*** Provided passage Section Begins ***

This weekly roundup thread is intended for all culture war posts. 'Culture war' is vaguely defined, but it basically means controversial issues that fall along set tribal lines. Arguments over culture war issues generate a lot of heat and little light, and few deeply entrenched people ever change their minds. This thread is for voicing opinions and analyzing the state of the discussion while trying to optimize for light over heat.
Optimistically, we think that engaging with people you disagree with is worth your time, and so is being nice! Pessimistically, there are many dynamics that can lead discussions on Culture War topics to become unproductive. There's a human tendency to divide along tribal lines, praising your ingroup and vilifying your outgroup - and if you think you find it easy to criticize your ingroup, then it may be that your outgroup is not who you think it is. Extremists with opposing positions can feed off each other, highlighting each other's worst points to justify their own angry rhetoric, which becomes in turn a new example of bad behavior for the other side to highlight.
We would like to avoid these negative dynamics. Accordingly, we ask that you do not use this thread for waging the Culture War. Examples of waging the Culture War:
-
Shaming.
-
Attempting to 'build consensus' or enforce ideological conformity.
-
Making sweeping generalizations to vilify a group you dislike.
-
Recruiting for a cause.

*** Provided passage Section Ends ***
*** The data Section Begins ***

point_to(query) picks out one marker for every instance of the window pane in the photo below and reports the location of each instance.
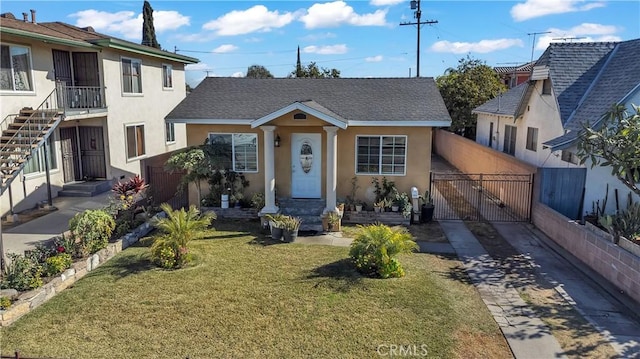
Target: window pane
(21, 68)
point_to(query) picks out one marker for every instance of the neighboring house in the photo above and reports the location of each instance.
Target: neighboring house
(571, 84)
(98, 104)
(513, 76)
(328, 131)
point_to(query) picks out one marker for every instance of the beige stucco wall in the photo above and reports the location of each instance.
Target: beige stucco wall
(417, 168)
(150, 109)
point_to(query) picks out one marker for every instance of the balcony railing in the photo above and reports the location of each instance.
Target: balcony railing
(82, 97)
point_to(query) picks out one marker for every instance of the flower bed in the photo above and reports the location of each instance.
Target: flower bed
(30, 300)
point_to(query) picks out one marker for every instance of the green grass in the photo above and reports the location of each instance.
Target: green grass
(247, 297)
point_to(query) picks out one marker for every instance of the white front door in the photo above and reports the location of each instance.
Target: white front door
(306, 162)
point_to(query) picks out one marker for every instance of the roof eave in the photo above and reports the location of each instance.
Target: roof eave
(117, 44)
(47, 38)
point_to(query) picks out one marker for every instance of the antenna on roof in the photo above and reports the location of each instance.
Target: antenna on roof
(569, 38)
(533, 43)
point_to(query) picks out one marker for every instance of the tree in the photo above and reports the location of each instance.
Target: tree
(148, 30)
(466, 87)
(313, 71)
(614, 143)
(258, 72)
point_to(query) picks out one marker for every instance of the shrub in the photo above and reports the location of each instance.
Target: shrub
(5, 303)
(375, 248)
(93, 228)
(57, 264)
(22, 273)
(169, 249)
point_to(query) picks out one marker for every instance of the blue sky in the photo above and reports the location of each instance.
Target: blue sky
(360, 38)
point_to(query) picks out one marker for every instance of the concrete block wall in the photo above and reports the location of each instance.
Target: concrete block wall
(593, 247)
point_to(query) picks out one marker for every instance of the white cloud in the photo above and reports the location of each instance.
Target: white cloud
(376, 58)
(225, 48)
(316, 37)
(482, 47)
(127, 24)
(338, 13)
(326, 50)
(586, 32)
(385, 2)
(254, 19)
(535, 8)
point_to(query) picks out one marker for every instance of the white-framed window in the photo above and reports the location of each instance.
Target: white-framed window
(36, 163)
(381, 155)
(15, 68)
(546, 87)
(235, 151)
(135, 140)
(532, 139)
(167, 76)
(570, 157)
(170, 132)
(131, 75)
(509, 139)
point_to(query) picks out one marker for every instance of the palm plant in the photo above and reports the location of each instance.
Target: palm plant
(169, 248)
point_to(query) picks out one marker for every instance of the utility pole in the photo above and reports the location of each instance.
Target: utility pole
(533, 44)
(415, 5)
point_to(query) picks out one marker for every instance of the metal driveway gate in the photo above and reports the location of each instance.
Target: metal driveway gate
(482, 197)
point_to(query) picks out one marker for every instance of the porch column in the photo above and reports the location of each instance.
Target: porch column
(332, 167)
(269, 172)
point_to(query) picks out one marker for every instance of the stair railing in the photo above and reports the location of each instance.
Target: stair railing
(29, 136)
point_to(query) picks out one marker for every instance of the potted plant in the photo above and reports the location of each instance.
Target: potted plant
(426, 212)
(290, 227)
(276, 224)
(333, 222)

*** The data Section Ends ***

Required action 1 — Translate this sentence from the weekly roundup notice into Spanish: "We would like to avoid these negative dynamics."
Required action 2 — From the weekly roundup notice above, output everything from "Optimistically, we think" down to "side to highlight.".

Solution 1 — Nos gustaría evitar estas dinámicas negativas.

Solution 2 —
Optimistically, we think that engaging with people you disagree with is worth your time, and so is being nice! Pessimistically, there are many dynamics that can lead discussions on Culture War topics to become unproductive. There's a human tendency to divide along tribal lines, praising your ingroup and vilifying your outgroup - and if you think you find it easy to criticize your ingroup, then it may be that your outgroup is not who you think it is. Extremists with opposing positions can feed off each other, highlighting each other's worst points to justify their own angry rhetoric, which becomes in turn a new example of bad behavior for the other side to highlight.